Data provided:
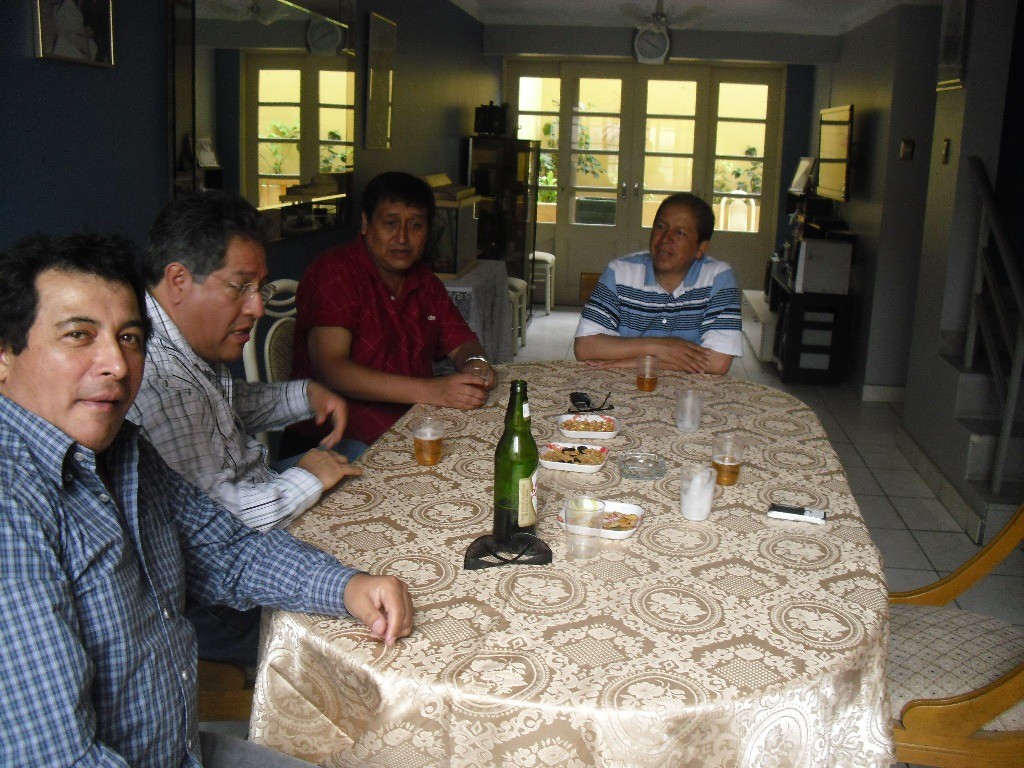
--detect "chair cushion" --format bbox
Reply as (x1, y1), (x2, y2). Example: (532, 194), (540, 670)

* * *

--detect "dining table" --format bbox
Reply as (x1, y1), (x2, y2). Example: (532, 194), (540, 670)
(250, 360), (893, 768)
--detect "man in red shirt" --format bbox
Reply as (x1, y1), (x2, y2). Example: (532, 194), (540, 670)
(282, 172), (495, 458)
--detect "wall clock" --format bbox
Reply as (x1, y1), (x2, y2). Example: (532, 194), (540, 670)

Exercise: Count the lines in the entries above that contain the string "format", matching case exactly, and give only the number.

Result: 4